## Text excerpt
-.-.-
Singer, bandleader, Tito Rodriguez (Pablo Rodríguez Lozada)

The Palladium had three main house bands that kept music in constant rotation, known as  The Big-Three led by “The King of Mambo” and showman Tito Puente, revolutionary bandleader Machito (Francisco Raúl Gutiérrez Grillo) and polished lyricist Tito Rodriguez. Because of its exceptional orchestration, naturally, the Palladium attracted artists the likes of Sarah Vaughn, Dizzy Gillespie, and Sammy Davis Jr. As a result, hints of Afro-Cuban music would make its way into the Jazz scene. 

The Palladium’s in-house dancers were an ethnically mixed group, with its most famous, Puerto Rican-born “Cuban Pete” and Millie Donae who was of Italian descent. In recalling her first time at the Palladium watching an interracial couple take the floor, dancer Barbara Craddock stated, “It was like watching liquid velvet.”
-.-.-
[Stored dataset items]
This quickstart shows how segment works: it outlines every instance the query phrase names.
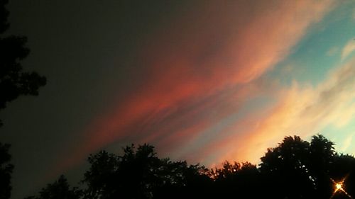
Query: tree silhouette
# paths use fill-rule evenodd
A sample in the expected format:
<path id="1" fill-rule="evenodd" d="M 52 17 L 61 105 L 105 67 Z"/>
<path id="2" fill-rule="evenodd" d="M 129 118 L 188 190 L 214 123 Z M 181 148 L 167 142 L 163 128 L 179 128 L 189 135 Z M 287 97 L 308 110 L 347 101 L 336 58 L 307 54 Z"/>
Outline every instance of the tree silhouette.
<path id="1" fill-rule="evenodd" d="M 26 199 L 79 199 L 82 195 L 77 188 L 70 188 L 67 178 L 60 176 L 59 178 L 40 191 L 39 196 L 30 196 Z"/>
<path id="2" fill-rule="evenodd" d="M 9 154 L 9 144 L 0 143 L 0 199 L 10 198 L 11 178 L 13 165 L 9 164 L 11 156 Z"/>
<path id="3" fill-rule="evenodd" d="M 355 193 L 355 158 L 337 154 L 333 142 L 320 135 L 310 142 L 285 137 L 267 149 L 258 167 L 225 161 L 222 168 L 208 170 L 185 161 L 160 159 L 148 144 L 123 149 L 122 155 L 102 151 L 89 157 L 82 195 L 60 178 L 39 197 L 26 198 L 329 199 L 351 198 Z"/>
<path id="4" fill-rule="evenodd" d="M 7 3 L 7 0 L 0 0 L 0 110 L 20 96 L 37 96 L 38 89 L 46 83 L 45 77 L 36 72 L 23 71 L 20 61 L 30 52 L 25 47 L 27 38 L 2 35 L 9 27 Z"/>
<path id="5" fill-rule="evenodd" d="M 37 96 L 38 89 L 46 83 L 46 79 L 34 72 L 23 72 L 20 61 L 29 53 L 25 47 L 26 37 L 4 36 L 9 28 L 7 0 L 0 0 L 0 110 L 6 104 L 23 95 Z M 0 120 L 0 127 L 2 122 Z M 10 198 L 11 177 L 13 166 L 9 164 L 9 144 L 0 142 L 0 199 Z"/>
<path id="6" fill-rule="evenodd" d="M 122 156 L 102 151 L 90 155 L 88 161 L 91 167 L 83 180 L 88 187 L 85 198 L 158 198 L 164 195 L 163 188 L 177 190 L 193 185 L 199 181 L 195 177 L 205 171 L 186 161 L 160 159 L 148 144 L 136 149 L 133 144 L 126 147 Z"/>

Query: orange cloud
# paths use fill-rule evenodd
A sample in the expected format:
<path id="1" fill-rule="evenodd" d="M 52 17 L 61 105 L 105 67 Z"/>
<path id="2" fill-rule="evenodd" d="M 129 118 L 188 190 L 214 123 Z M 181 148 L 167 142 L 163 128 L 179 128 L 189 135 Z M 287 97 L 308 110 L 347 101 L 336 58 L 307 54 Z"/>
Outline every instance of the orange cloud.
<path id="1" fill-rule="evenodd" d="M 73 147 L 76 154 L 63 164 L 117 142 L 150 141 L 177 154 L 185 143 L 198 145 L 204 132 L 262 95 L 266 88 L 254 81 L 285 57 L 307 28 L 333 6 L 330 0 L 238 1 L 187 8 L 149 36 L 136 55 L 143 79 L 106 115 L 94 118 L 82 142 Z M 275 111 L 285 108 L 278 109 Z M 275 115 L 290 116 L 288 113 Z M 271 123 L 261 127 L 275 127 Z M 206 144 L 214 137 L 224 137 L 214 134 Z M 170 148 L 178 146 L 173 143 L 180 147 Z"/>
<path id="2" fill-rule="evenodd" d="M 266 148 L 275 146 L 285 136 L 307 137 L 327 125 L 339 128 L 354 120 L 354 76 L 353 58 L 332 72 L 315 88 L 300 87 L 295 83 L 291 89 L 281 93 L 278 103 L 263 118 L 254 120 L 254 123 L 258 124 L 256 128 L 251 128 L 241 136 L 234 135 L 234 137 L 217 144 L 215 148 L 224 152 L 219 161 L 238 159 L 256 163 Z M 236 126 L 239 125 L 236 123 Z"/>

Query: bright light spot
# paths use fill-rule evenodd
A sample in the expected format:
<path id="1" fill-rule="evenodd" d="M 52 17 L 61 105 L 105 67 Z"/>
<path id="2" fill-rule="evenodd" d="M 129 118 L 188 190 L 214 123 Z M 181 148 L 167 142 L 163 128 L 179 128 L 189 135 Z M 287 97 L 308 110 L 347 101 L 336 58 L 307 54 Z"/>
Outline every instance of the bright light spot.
-.-.-
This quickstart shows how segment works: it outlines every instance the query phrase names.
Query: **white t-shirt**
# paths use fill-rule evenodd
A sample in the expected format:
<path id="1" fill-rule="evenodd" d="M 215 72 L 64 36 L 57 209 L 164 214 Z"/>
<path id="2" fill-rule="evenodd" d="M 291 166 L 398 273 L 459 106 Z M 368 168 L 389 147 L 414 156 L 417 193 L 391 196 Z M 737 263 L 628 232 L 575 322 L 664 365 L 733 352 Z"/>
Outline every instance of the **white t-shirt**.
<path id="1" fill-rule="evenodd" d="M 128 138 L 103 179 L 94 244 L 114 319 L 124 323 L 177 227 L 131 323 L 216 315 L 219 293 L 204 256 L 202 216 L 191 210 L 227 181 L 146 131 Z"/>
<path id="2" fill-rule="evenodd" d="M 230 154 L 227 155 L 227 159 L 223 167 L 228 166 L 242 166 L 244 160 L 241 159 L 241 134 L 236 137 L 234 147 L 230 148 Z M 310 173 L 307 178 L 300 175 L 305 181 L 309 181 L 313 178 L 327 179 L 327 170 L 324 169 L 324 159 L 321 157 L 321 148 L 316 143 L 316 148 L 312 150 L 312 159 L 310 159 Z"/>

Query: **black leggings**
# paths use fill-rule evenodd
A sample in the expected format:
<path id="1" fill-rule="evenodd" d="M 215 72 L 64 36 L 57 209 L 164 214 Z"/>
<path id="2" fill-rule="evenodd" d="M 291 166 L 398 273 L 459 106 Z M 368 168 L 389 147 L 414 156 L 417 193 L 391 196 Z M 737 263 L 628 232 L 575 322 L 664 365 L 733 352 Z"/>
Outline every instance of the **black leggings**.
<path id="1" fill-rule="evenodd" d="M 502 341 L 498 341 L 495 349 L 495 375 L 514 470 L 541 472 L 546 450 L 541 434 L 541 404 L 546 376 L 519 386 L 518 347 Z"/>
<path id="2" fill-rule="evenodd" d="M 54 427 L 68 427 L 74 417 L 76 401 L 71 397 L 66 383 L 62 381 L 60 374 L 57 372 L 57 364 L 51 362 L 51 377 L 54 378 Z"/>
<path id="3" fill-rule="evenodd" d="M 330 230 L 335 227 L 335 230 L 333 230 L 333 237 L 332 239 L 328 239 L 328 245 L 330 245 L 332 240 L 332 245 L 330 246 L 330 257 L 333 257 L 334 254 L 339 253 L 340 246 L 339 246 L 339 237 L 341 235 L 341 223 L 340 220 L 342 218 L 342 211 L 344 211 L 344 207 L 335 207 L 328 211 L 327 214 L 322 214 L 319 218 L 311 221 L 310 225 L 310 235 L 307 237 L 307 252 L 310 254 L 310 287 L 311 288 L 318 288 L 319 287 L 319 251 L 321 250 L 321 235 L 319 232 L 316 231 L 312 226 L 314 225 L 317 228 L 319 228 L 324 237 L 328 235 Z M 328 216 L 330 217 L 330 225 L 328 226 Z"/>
-.-.-
## Instructions
a: In the Palladium text, which three bandleaders made up the Big-Three?
b: In the listing, edit the lines from the line with "Query: orange cloud" up to and including the line with "Outline every instance of the orange cloud." so that "orange" becomes "gray", and return only those lines.

## In response
a: Tito Puente, Machito, and Tito Rodriguez.

b:
Query: gray cloud
# paths use fill-rule evenodd
A sample in the expected format:
<path id="1" fill-rule="evenodd" d="M 52 17 L 61 105 L 105 67 Z"/>
<path id="2" fill-rule="evenodd" d="M 129 118 L 188 190 L 214 123 Z M 181 148 L 167 142 L 163 128 L 179 128 L 189 135 Z M 287 97 L 308 110 L 347 101 L 336 58 L 307 54 Z"/>
Outline every instance of the gray cloud.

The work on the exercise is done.